>> start GIVEN DATA

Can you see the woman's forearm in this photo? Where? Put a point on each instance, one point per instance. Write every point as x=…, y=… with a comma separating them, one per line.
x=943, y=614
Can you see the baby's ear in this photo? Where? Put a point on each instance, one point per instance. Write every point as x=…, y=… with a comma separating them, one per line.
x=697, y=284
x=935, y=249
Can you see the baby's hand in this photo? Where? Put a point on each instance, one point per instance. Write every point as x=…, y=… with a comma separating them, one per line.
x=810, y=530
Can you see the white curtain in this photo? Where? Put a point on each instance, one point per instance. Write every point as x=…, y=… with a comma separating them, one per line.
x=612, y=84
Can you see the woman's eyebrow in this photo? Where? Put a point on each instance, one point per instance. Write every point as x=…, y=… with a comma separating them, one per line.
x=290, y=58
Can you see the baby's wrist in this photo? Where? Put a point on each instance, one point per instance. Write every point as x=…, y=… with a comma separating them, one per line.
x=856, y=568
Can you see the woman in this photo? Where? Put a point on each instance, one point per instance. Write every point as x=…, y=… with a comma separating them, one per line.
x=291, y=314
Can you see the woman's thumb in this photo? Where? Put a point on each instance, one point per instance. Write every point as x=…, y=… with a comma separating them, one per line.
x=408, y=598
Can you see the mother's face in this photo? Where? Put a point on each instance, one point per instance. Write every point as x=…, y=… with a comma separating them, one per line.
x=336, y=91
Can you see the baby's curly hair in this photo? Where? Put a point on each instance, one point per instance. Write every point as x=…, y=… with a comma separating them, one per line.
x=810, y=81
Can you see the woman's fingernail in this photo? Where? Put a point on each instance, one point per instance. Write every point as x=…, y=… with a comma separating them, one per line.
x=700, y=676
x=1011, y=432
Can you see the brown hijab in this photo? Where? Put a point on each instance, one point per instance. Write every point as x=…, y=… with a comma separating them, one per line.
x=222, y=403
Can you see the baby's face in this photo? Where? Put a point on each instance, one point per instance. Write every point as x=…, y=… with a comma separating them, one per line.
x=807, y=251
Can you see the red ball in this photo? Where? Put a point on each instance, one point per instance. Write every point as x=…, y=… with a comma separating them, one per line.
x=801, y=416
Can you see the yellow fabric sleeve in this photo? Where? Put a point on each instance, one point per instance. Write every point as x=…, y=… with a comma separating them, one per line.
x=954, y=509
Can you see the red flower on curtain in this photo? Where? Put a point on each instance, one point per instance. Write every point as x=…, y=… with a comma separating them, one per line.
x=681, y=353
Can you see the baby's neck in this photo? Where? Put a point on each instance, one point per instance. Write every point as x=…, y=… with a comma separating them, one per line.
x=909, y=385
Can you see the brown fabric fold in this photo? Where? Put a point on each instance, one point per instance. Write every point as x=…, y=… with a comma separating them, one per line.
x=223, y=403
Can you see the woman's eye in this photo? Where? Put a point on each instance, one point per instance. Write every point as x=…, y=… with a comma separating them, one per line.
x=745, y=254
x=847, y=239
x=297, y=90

>> end GIVEN DATA

Print each of the items above verbatim, line by line, changing nothing.

■ OUTPUT BELOW:
Can you see the woman's forearm in this photo? Where? Put a point on each instance, one point per instance. Write every point as x=…, y=… with a comma separating them, one per line.
x=943, y=614
Can you see the baby's ear in this photo? Where? Put a point on each instance, one point per instance. Write every point as x=…, y=… with a comma separating them, one per line.
x=697, y=284
x=935, y=249
Can you see the baby's hand in this photo? Where? Put a point on each instance, one point per instance. Write every point as x=…, y=… with a comma separating them, one per line.
x=810, y=530
Can you see the white curtain in this photo? Where? Put a point on each instance, one point per instance. Write every point as x=…, y=… with a comma separating them, one per line.
x=612, y=84
Can you see the woman's eyebrow in this photo? Where? Put a point on each instance, one point per instance. Write every point as x=…, y=… with a comma separating them, one per line.
x=290, y=58
Can you see the baby's wrist in this photo? Where? Put a point on each instance, one point per instance. Write every point as x=…, y=… with a comma separating them, one per line.
x=856, y=568
Can you see the woman in this photo? Where? Put a point on each instance, one point per instance. Write every point as x=…, y=… with a comma separating them, one per line.
x=291, y=314
Can you see the woman's thumb in this photo? Where? Put a point on each instance, one point per instance. Write every point as x=…, y=… with a comma separating them, one per line.
x=408, y=598
Can you see the mother's face in this photo? Where? Put a point on each instance, one point per instance. Write every point as x=…, y=… with a comma separating them, one per line.
x=336, y=91
Can you see the baby's curly hair in this photo? Where? Put a point on each instance, one point per instance. Write every point as x=…, y=… with a comma separating them, one per line.
x=810, y=81
Can you see the woman's fingernail in this photo? Where? Put a point on each instance, one point per instance. Write every point as x=…, y=… with a comma separating them, one per line.
x=700, y=676
x=1011, y=432
Can you see the brown hijab in this photo? Where? Put a point on each instance, one point per instance. Write every point as x=…, y=… with a comma separating them, one per line.
x=222, y=403
Can you see the baby's face in this photo? Where? Put a point on each instance, one point per instance. Write every point as x=…, y=… with a comma separating them, one per line.
x=807, y=251
Can you see the red ball in this photo? Where? Put a point on each instance, one point per instance. Write every point as x=…, y=… with a comma separating them, one per line.
x=801, y=416
Can you see the yellow fabric sleeve in this photo? Where? Put a point on each instance, one point per instance. Write every point as x=…, y=… with a comma separating them, one per line.
x=954, y=509
Can you see the red flower on curtain in this photo? Where? Put a point on each instance, one point per instance. Write every point as x=…, y=… with a comma separating them, one per line.
x=681, y=353
Can you see the baby's neck in this photo? Where? Put a point on each instance, one point per instance. Write every point as x=…, y=… with a comma separating them, one per line.
x=909, y=385
Can you see the brown fabric fold in this photo? Where? Put a point on each instance, one point per instance. Write every point as x=…, y=… with a comma separating them, one per line.
x=223, y=403
Can you see the woman's eye in this photo? Where? Put a point on each instance, one point per instance. Write every point as x=…, y=… with a comma separating them, one per line.
x=745, y=254
x=847, y=239
x=297, y=90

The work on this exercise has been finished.